[RAW DATA]
#####

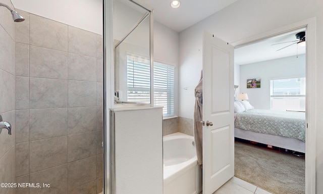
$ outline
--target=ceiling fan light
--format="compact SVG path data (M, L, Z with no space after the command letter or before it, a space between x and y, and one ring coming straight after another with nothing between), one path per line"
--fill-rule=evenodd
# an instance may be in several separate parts
M297 42L297 45L299 46L305 46L306 45L306 42L305 40L301 40L301 41Z
M173 8L178 8L181 5L181 1L180 0L172 0L171 6Z

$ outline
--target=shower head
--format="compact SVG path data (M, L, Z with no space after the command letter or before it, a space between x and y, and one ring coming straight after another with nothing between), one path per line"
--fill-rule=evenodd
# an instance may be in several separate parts
M6 4L0 3L0 6L4 6L6 7L8 10L11 12L11 15L12 15L12 19L14 20L15 22L20 22L25 20L25 18L23 18L16 11L10 8L10 7Z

#####

[TASK GOAL] Reproduce all the entries with "instance" replaced by "object" and everything else unchanged. Omit the pictures from your output.

[OUTPUT OF THE EXERCISE]
$ outline
--target=ceiling fan light
--format="compact SVG path data (M, L, Z with no space after the command letter or before it, a space between x and y, and one ring coming straight after another with nothing between), one path per line"
--fill-rule=evenodd
# an object may be in several separate parts
M297 42L297 45L299 46L305 46L306 45L306 42L305 40L301 40L301 41Z
M173 8L178 8L181 5L181 1L180 0L172 0L171 6Z

$ outline
--target=shower head
--format="compact SVG path data (M, L, Z with no space after the command letter or before it, a space between x and y, and one ring coming straight after another with nothing between), one path per line"
--fill-rule=evenodd
# an object may be in several separate parts
M6 4L0 3L0 6L4 6L6 7L8 10L11 12L11 15L12 15L12 19L14 20L15 22L20 22L25 20L25 18L23 18L16 11L10 8L10 7Z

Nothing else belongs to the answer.